### 原始文本
我正在尝试修改http://cs231n.github.io/neural-networks-case-study/#together中的示例,为数字目标变量制作神经网络,因此它将是一个具有回归的神经网络。我肯定在推导部分做错了,因为我的损失函数在疯狂增长。这是代码:
h = neurons # size of hidden layer
D = X[0].size
K = 1
W = 0.01 * np.random.randn(D,h)
b = np.zeros((1,h))
W2 = 0.01 * np.random.randn(h,K)
b2 = np.zeros((1,K))
# some hyperparameters
step_size = 1 #learning rate
reg = 0.001 # regularization strength
loss_vec = []
# gradient descent loop
num_examples = X.shape[0]
for i in xrange(1000):
# evaluate class scores, [N x K]
hidden_layer = np.maximum(0, np.dot(X, W) + b) # note, ReLU activation
scores = np.dot(hidden_layer, W2) + b2
loss = np.power(y - scores,2)
#if i % 50 == 0:
loss_vec.append(np.mean(np.abs(loss)))
print "iteration %d: loss %f" % (i, np.mean(np.abs(loss)))
# compute the gradient on scores
dscores = 2*(y-scores) # here I am not sure is correct
# backpropate the gradient to the parameters
# first backprop into parameters W2 and b2
dW2 = np.dot(hidden_layer.T, dscores)

(集合中存储的条目)
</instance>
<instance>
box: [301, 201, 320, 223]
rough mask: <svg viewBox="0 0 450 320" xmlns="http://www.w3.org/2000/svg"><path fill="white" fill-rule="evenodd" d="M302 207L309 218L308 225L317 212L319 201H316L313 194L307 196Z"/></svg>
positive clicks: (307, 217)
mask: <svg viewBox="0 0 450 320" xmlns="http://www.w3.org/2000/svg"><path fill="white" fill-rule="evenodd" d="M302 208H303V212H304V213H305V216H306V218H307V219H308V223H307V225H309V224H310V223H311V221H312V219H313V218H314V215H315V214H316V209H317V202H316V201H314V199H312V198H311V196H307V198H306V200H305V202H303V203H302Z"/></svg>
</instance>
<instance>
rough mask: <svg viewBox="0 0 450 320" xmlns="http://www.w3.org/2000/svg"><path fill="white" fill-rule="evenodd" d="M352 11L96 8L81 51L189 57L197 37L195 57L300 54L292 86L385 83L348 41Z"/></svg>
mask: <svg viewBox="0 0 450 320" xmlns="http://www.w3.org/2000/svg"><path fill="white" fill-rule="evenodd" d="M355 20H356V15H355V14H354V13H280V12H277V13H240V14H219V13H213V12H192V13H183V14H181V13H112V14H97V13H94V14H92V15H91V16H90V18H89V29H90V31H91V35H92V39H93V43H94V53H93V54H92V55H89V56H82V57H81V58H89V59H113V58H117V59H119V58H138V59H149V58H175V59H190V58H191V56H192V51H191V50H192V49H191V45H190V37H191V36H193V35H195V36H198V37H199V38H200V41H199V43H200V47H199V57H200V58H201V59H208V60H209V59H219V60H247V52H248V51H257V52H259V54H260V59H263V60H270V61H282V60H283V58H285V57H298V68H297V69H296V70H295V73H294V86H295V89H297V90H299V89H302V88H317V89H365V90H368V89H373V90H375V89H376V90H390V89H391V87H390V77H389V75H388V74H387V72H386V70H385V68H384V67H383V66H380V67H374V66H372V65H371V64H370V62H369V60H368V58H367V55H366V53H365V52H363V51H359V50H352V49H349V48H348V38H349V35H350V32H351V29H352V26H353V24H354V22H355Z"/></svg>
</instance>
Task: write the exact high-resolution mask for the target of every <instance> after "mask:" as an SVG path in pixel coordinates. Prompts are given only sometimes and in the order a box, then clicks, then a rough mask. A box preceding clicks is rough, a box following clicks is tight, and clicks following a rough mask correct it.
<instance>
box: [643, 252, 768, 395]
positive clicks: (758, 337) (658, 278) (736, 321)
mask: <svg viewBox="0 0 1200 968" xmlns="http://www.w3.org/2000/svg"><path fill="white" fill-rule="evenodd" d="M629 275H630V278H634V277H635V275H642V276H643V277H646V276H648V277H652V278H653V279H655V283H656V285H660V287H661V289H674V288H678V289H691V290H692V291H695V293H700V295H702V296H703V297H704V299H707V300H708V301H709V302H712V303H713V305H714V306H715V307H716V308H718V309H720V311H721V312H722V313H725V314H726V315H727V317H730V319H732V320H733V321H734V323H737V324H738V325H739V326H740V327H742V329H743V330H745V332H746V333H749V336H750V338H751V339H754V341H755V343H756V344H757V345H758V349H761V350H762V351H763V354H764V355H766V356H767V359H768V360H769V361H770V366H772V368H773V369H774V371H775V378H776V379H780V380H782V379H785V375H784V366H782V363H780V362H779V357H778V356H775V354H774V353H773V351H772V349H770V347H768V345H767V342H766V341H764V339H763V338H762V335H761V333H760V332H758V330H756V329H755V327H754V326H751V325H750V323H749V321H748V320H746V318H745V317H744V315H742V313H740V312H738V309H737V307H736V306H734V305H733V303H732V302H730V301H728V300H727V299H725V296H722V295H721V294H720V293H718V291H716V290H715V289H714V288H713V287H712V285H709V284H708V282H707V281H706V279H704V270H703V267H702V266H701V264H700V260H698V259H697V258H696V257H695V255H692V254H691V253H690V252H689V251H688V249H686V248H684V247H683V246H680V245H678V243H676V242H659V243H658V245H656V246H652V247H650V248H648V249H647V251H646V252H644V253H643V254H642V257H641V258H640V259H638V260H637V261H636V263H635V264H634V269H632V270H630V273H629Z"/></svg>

### 理解检测
(1) 输出神经网络回归帖子中从“W2 = 0.01 *”到“np.power(y - scores,2)”之间的内容，首尾均包含在内。
(2) 紧接神经网络回归帖子最后一行，往下续写。

### 答案列表
(1)
W2 = 0.01 * np.random.randn(h,K)
b2 = np.zeros((1,K))
# some hyperparameters
step_size = 1 #learning rate
reg = 0.001 # regularization strength
loss_vec = []
# gradient descent loop
num_examples = X.shape[0]
for i in xrange(1000):
# evaluate class scores, [N x K]
hidden_layer = np.maximum(0, np.dot(X, W) + b) # note, ReLU activation
scores = np.dot(hidden_layer, W2) + b2
loss = np.power(y - scores,2)

(2)
db2 = np.sum(dscores, axis=0, keepdims=True)
# next backprop into hidden layer
dhidden = np.dot(dscores, W2.T)
# backprop the ReLU non-linearity
dhidden[hidden_layer <= 0] = 0
# finally into W,b
dW = np.dot(X.T, dhidden)
db = np.sum(dhidden, axis=0, keepdims=True)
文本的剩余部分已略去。